__PROMPT__: For the entries that follow, count the lines containing the string "below" and write only the number.
╭─ EXERCISE MATERIALS
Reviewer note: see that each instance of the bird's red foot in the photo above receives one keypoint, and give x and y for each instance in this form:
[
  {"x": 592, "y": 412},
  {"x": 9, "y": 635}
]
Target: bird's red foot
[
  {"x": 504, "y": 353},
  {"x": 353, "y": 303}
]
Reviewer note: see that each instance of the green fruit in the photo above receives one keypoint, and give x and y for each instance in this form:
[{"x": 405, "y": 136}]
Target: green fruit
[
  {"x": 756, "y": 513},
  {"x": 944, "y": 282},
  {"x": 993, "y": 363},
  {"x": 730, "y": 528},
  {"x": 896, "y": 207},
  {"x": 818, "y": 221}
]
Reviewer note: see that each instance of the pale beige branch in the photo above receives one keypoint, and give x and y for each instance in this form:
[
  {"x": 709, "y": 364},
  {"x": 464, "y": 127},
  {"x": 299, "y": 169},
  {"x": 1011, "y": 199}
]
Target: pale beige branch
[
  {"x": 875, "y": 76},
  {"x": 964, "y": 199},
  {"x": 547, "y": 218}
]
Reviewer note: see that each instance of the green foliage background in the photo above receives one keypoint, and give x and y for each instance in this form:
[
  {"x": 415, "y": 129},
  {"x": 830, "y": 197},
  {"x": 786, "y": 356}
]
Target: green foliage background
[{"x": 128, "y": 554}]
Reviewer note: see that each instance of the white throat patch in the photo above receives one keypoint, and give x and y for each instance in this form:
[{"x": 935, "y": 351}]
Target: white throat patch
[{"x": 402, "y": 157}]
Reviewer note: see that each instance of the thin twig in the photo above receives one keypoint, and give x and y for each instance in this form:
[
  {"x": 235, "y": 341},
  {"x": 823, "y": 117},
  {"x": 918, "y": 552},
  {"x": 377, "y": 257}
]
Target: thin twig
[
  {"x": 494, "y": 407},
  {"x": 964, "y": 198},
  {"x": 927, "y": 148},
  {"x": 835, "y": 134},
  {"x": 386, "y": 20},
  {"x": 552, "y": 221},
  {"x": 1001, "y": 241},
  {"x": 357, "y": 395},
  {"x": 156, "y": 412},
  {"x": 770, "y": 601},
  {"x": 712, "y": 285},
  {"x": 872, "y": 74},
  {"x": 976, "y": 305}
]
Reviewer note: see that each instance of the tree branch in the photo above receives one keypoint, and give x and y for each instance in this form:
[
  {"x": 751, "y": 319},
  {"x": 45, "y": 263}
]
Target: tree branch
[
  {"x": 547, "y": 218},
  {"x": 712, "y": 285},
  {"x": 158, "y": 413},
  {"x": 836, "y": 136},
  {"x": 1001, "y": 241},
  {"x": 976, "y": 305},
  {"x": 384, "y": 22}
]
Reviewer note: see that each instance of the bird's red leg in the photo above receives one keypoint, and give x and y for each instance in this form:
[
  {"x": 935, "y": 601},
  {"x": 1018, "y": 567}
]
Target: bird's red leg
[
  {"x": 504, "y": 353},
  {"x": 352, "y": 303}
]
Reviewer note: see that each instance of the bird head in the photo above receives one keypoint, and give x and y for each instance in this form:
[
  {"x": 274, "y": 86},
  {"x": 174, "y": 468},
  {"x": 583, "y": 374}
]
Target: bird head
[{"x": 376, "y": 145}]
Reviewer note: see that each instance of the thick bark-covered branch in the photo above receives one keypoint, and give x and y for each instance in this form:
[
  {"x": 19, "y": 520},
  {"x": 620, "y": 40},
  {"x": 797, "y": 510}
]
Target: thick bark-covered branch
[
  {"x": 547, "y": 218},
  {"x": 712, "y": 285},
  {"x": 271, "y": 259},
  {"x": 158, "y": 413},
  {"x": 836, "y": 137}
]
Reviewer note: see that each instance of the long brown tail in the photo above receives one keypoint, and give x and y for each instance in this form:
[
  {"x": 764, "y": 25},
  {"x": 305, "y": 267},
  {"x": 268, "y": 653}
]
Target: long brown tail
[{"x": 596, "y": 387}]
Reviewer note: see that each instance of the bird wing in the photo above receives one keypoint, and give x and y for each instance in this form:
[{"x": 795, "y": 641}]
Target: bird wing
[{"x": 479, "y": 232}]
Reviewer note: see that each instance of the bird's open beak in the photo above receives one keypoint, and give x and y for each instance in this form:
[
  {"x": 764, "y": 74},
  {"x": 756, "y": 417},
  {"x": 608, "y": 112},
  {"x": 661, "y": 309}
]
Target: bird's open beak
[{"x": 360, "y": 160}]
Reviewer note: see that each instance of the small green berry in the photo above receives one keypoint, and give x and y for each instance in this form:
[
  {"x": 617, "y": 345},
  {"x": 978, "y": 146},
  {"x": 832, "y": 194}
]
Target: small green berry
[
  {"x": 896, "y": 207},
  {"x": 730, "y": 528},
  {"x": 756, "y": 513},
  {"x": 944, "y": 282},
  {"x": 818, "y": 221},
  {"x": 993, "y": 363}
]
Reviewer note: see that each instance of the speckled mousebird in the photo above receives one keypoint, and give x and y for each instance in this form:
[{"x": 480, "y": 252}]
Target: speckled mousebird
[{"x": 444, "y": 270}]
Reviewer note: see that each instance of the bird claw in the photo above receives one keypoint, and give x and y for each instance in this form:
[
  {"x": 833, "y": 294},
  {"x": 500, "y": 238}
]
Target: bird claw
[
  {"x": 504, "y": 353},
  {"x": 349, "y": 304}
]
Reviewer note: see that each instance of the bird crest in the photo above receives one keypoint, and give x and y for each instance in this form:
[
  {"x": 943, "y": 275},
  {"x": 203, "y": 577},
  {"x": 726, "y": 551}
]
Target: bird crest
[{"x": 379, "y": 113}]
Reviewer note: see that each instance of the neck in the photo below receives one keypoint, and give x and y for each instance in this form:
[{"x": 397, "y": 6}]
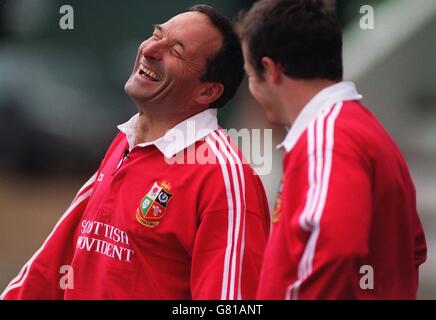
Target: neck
[
  {"x": 297, "y": 94},
  {"x": 151, "y": 125}
]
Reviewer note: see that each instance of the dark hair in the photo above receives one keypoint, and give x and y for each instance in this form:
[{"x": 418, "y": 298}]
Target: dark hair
[
  {"x": 303, "y": 36},
  {"x": 227, "y": 65}
]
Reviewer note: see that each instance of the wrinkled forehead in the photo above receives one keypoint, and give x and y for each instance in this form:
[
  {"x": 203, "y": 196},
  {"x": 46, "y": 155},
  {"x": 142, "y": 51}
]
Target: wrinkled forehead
[{"x": 195, "y": 30}]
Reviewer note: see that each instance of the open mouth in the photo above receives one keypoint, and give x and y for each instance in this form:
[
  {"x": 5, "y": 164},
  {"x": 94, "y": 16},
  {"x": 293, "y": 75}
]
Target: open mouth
[{"x": 144, "y": 72}]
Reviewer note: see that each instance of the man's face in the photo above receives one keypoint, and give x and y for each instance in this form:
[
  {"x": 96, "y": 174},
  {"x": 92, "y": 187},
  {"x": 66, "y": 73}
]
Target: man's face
[
  {"x": 169, "y": 63},
  {"x": 260, "y": 88}
]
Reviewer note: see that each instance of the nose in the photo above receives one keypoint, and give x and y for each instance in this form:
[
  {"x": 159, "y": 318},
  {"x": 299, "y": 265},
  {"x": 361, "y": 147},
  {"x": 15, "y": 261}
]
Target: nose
[{"x": 153, "y": 50}]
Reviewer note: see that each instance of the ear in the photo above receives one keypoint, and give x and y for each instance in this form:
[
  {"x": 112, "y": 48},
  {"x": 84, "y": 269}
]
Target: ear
[
  {"x": 272, "y": 72},
  {"x": 210, "y": 92}
]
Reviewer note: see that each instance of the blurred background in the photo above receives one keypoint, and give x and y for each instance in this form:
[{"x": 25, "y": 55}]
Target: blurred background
[{"x": 61, "y": 97}]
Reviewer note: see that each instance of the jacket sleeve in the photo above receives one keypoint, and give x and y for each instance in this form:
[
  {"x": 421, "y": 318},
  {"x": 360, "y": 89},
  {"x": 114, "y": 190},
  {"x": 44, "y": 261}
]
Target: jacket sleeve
[
  {"x": 41, "y": 276},
  {"x": 230, "y": 240},
  {"x": 336, "y": 219}
]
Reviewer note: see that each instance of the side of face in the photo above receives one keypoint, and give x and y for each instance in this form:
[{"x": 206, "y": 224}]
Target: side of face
[
  {"x": 169, "y": 64},
  {"x": 263, "y": 89}
]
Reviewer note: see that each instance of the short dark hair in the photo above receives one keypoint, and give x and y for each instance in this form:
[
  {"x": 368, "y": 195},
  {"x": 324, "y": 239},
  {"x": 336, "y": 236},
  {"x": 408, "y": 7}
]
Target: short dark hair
[
  {"x": 227, "y": 65},
  {"x": 303, "y": 36}
]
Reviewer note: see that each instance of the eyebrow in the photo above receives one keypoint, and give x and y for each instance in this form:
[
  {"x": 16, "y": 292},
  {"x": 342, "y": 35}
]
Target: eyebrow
[{"x": 160, "y": 28}]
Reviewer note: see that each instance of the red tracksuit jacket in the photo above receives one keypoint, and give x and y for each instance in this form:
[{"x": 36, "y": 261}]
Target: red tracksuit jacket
[
  {"x": 346, "y": 225},
  {"x": 145, "y": 228}
]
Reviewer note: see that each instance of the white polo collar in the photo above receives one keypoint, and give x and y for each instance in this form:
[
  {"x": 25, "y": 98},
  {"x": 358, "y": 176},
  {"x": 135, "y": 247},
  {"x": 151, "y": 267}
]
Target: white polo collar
[
  {"x": 342, "y": 91},
  {"x": 178, "y": 138}
]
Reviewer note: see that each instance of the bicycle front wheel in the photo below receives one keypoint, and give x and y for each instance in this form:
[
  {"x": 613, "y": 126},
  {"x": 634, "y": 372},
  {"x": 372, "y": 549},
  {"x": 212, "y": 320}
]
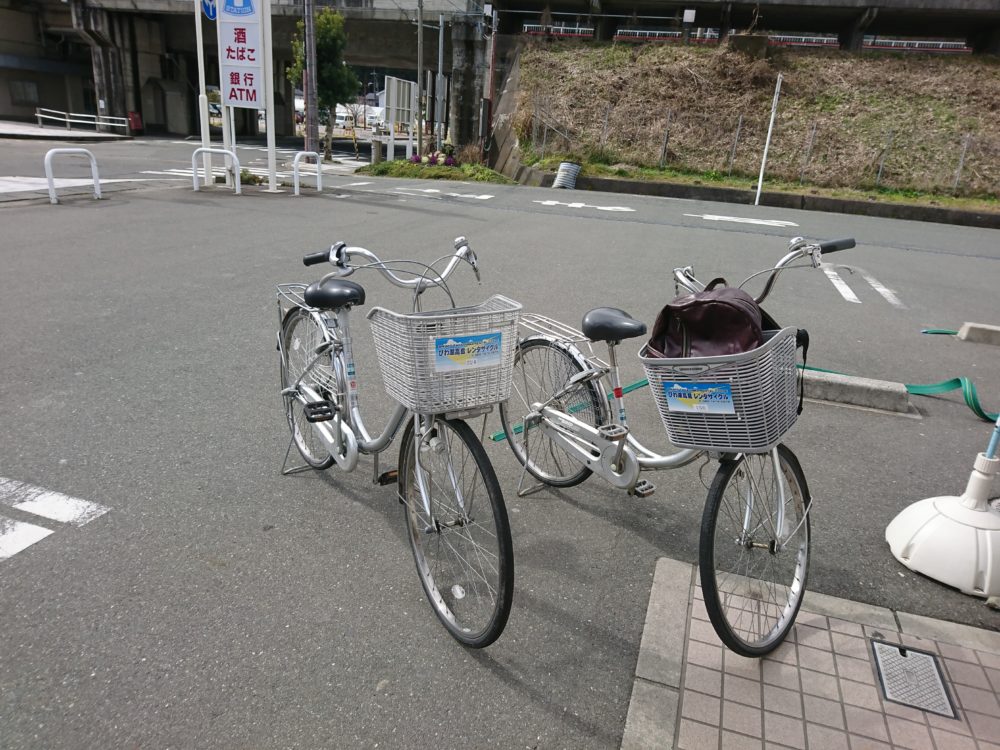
╰─
__TASK RESPONSE__: 2